SUPPLIED MATERIAL –
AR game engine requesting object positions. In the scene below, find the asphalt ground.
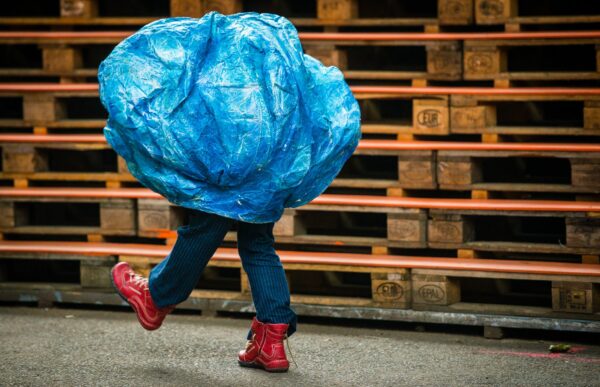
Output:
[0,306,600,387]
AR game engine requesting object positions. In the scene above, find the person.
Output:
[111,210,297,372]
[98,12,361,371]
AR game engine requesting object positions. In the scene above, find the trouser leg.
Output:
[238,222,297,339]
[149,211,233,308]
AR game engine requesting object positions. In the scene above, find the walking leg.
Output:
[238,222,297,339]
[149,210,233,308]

--

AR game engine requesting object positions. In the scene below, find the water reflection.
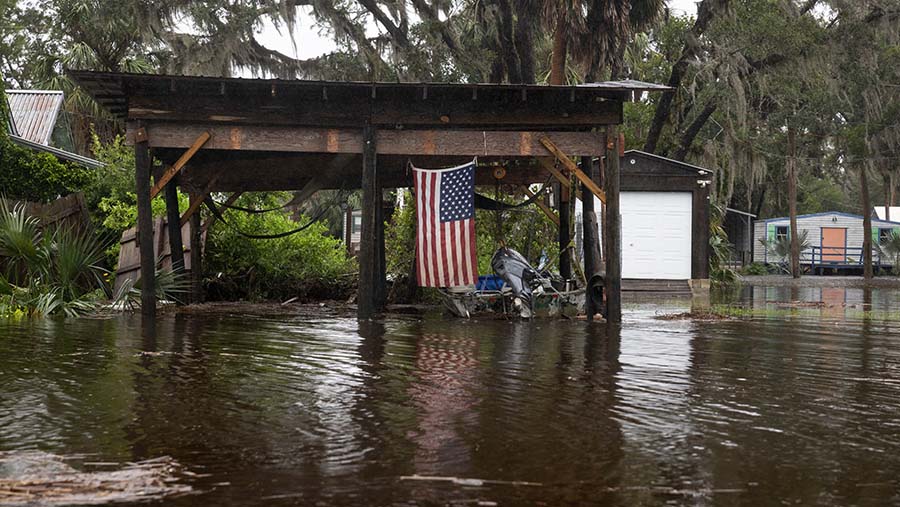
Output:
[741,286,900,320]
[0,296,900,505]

THE REQUEST – Can you reproduce the data from the line that contains "the asphalt ground." through the line that contains "[149,211,233,308]", switching "scene" to "image" and changing nothing else? Leave the pictures out of your answer.

FINAL RESULT –
AR game engine requesting object positions. In the image below, find the asphalt ground.
Output:
[0,306,600,387]
AR game engine requesting object positions. In the image above, find the person.
Output:
[111,210,297,372]
[98,12,361,371]
AR game engine requesting object positions. In the image above, find the trouser leg.
Output:
[238,222,297,339]
[149,211,233,308]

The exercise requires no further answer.